EXERCISE OBJECTIVE » Set down the data below once more, precisely as it reads.

[Saved entries]
· · · · · · ·

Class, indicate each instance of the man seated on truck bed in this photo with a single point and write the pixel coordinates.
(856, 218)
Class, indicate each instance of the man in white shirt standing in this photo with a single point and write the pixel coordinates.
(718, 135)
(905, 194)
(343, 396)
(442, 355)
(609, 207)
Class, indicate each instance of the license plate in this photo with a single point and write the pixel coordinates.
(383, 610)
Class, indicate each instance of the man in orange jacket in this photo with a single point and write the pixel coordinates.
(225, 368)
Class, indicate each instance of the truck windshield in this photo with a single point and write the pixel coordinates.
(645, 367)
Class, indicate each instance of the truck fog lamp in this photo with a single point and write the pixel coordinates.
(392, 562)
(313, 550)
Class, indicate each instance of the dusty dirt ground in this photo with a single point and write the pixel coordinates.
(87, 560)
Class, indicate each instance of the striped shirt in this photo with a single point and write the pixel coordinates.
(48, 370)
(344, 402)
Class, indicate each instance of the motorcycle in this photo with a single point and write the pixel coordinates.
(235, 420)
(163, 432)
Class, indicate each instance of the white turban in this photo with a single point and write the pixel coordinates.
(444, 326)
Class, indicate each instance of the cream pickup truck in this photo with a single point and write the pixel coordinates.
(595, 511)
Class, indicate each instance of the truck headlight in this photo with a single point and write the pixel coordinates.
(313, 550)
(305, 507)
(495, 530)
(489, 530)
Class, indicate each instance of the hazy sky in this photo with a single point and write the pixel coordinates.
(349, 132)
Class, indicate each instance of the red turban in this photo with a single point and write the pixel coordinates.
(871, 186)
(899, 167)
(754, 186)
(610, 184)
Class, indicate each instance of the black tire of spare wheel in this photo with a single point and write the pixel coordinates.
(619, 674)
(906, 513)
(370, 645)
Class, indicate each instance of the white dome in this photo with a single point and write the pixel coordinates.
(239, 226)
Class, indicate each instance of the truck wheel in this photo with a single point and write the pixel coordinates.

· · · · · · ·

REPLY TO THE TASK »
Class, indicate each instance of the man seated on truck bed in this photo with a single point and write the pixel coordinates.
(856, 218)
Class, indicate each instance of the man in white shirt standing in this photo with a single point and write the pixel coordinates.
(718, 135)
(905, 194)
(343, 396)
(442, 355)
(609, 207)
Class, indicate each instance of the license plate in this photo with a single point and write the pixel coordinates.
(383, 610)
Class, indicate each instance of the man in orange jacket in this photo with a single point and write the pixel coordinates.
(225, 368)
Class, indicate each instance of the truck windshield in this photo with a single point and write the pixel coordinates.
(645, 367)
Class, indicate each instance of the truck fog lamp in this photo with a single point and write the pixel coordinates.
(392, 562)
(313, 550)
Class, indicate each instance of the dusty dirt ground in this photo with a single point and write the pixel coordinates.
(87, 560)
Class, indicate each instance of the striped shirt in this photo with a single point and write the pixel coordinates.
(48, 370)
(344, 402)
Class, indicate each instance of the motorcycle in this photo with a single point and write the pixel coordinates.
(235, 420)
(163, 432)
Class, indicate each instance of the white turban in this photo with a single point and write the pixel coordinates.
(444, 326)
Class, indicate each instance of the cream pickup truck in this photo with a single point and write the pixel coordinates.
(595, 511)
Class, indicate each instance of the truck headlight in this photo with a single point and write the pixel coordinates.
(313, 550)
(305, 507)
(495, 530)
(489, 530)
Class, indicate each instance of the hazy sky in this photo with a single point and write the pixel coordinates.
(349, 132)
Class, indicate each instance of the red turban in this photo with a single point and write the pixel coordinates.
(871, 186)
(899, 167)
(754, 186)
(610, 184)
Class, indicate each instance of the black tire of spare wheel in this photo with a single point and write the pixel coordinates.
(619, 674)
(906, 513)
(370, 645)
Class, indicate each instance of the white dome in this photo with a single point and write the pixel coordinates.
(239, 226)
Class, indicate each instance of the truck wheel in this photo with a single point and write the pixel coordinates.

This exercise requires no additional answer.